++++ Text block ++++

This is the text of an email sent to one of Fastmail's internal engineering lists, and has been sanitised slightly to remove private information and internal links.
Fastmail has an internal component that moves users and groups of users between storage shards ("stores"). After the data is copied, a sanity checker called "CheckReplication" runs to ensure the copy matches the original before the copy is made the original and the old copy is destroyed. Since 2020 the check occasionally fails for no obvious reason. One Monday I decided I'd had enough and set out to understand it and fix it, which led to some surprising discoveries.
CheckReplication: why “quota mismatch” happens
After I wrote about failing user moves, I resolved to myself that I would some time soon spent a good deal of time going deep on CheckReplication in particular to understand what its actually saying, and why.
I started on quota mismatches. I’ve spent literally every day this week reading code, testing and probing, asking questions to myself and answering them, and it turns out, there’s a bug in Cyrus.
My entire analysis is here: [internal link]. It’s kind of a stream of thought, so I will write it a bit more of a explanation way here. It might not be strictly necessary to understand it all; I’ve created tasks and MRs for all the actionable things. Ask me if anything isn’t clear.
Background
There’s a library in hm called ME::CheckReplication. Its purpose is to connect to two Cyrus instances, consider a user on both, and point out any differences. We user this in conjunction with user moves; after we’ve finished copying them to another store, we compare to make sure we got it right. If its all good, we point the system at the new store and delete them from the old store, otherwise we delete all the stuff we just copied into the new store, and throw an error.
A relatively common error is something like:
Quota mismatch: 557940/29297664 vs 446362/29297664
This is used/max on the original vs used/max on the target. Since they don’t match, it stops. Its this difference that I’ve been working to understand.

++++ Dataset ++++

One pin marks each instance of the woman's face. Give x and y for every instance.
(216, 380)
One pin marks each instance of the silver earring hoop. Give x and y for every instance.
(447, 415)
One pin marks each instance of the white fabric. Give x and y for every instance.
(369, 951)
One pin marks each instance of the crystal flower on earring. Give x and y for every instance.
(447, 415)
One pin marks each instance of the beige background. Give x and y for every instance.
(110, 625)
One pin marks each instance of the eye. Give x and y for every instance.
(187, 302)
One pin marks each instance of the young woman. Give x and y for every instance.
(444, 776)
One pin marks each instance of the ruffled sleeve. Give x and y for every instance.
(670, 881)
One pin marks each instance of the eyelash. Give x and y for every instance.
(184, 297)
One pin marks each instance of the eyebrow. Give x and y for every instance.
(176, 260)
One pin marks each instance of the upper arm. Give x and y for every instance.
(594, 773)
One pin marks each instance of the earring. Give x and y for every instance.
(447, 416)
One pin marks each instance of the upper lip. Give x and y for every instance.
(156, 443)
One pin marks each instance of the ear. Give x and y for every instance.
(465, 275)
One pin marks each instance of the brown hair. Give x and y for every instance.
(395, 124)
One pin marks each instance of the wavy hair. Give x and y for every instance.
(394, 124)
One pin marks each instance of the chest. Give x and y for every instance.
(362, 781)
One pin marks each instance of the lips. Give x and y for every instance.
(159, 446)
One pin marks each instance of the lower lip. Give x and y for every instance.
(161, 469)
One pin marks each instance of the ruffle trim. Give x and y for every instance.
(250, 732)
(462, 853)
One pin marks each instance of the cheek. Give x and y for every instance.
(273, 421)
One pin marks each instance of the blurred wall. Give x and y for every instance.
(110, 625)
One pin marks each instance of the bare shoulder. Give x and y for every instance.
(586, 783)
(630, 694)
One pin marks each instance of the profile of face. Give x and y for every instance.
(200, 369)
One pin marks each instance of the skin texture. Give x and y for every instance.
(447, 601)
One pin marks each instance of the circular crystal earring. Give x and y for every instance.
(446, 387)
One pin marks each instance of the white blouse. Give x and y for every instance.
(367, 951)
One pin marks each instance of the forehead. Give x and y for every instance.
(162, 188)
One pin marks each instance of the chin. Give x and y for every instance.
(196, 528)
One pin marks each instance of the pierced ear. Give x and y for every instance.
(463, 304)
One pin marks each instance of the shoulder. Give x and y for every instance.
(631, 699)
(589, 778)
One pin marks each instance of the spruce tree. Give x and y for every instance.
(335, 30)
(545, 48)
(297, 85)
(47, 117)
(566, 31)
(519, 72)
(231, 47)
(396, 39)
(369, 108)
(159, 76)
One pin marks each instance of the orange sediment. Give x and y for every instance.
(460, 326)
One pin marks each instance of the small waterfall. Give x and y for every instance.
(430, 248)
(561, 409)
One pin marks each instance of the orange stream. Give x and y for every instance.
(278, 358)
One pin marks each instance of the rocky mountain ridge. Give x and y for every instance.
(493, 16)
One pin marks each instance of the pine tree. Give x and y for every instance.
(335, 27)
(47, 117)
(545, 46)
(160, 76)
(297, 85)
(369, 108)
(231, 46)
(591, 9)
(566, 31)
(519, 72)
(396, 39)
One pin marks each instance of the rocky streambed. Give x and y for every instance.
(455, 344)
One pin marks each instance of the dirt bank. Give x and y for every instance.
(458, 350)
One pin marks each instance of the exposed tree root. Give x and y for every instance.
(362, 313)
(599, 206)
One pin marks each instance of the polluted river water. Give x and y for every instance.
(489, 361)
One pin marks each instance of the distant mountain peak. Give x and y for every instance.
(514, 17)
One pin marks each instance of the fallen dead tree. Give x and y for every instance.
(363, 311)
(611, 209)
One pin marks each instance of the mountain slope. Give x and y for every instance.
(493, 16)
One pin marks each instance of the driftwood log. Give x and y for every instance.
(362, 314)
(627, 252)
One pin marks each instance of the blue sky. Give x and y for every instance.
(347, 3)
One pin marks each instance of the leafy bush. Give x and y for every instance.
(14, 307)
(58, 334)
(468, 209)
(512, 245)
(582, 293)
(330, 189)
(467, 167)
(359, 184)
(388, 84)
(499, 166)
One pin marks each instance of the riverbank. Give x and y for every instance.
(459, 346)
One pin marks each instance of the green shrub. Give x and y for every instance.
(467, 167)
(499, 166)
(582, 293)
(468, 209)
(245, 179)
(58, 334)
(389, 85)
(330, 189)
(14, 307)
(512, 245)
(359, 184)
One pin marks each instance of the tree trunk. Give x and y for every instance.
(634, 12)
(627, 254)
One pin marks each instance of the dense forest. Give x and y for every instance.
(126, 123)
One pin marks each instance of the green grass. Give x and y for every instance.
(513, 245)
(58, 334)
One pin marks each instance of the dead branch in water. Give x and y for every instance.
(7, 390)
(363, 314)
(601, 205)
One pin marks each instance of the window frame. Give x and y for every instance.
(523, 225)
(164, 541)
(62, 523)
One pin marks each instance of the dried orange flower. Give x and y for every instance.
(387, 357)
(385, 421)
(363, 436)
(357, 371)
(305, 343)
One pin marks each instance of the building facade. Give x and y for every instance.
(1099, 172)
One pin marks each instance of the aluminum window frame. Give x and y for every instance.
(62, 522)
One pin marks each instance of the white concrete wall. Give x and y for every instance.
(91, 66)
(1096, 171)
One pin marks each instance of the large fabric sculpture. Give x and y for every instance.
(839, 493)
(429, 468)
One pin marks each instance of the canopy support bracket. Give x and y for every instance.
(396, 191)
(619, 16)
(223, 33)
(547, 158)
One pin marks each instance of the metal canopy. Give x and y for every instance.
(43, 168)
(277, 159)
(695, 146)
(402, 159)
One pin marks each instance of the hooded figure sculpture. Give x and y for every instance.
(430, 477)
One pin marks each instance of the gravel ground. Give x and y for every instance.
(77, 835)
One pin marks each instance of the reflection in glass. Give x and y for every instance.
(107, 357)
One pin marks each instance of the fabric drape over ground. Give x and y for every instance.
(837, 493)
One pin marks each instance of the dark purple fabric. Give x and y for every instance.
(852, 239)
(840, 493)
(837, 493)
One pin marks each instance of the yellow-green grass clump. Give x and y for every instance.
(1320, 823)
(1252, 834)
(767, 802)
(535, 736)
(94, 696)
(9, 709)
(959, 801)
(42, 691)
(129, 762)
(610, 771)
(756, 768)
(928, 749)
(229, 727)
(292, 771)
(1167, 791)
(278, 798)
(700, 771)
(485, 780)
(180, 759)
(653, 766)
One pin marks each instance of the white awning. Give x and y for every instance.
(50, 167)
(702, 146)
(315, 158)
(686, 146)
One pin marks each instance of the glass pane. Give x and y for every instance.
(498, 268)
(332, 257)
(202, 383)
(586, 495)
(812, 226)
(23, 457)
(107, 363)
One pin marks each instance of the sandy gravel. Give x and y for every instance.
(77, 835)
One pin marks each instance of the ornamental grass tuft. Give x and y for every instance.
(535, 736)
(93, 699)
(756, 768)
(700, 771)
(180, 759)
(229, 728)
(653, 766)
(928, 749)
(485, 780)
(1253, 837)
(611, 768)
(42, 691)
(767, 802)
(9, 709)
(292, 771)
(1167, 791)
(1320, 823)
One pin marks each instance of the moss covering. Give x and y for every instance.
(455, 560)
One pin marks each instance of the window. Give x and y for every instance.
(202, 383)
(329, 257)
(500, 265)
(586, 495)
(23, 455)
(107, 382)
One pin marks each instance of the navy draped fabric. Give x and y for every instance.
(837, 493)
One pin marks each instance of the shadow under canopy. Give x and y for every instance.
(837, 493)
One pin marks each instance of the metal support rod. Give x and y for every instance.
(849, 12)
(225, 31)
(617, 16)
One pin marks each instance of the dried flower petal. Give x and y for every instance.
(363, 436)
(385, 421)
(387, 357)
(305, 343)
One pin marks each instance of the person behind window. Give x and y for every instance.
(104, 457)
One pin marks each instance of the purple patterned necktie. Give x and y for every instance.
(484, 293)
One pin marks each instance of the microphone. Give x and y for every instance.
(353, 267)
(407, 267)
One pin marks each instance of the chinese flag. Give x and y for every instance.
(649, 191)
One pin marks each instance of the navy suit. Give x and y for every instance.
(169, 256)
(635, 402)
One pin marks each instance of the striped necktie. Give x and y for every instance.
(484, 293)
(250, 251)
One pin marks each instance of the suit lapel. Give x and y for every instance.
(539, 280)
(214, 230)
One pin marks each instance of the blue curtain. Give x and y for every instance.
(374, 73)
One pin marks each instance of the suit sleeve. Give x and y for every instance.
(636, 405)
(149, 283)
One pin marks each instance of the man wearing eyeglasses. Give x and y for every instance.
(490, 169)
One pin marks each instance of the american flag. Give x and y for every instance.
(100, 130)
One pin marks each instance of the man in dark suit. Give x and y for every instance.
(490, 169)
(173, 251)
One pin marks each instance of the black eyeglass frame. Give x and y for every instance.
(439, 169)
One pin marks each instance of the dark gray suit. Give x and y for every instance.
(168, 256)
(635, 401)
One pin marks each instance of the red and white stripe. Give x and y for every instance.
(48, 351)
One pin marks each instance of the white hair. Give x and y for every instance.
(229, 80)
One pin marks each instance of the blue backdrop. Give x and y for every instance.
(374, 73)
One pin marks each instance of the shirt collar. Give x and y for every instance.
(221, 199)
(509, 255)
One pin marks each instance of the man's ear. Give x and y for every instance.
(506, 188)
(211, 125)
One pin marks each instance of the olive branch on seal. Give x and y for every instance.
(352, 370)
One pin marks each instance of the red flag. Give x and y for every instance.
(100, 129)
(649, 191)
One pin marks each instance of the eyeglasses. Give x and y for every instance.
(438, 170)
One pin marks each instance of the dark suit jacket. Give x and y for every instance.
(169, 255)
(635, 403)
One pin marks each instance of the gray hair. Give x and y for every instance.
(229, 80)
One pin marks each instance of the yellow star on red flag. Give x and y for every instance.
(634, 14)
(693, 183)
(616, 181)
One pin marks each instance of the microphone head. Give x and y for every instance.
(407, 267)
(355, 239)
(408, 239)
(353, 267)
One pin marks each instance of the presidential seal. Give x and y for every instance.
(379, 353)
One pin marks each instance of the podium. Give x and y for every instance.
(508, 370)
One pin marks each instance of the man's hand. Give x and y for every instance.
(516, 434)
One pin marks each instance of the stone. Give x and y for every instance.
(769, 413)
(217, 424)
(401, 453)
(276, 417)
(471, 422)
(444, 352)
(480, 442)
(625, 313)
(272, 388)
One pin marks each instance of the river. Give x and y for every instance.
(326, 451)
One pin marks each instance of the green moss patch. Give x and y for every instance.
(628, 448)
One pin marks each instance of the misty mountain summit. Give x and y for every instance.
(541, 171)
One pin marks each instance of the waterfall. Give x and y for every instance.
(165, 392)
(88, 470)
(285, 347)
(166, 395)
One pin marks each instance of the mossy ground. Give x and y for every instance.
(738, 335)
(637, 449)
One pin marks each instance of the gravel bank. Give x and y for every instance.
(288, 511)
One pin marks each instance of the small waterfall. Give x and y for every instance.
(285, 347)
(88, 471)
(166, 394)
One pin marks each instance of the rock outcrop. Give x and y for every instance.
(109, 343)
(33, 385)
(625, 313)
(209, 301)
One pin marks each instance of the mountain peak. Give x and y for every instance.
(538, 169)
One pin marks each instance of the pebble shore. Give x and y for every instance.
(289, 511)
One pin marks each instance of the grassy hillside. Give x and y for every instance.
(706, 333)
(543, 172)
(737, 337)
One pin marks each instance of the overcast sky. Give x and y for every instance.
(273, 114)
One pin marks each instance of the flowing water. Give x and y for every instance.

++++

Job =>
Reproduce the passage of the email about CheckReplication from "I started on" up to and including "anything isn’t clear.".

Final result =>
I started on quota mismatches. I’ve spent literally every day this week reading code, testing and probing, asking questions to myself and answering them, and it turns out, there’s a bug in Cyrus.
My entire analysis is here: [internal link]. It’s kind of a stream of thought, so I will write it a bit more of a explanation way here. It might not be strictly necessary to understand it all; I’ve created tasks and MRs for all the actionable things. Ask me if anything isn’t clear.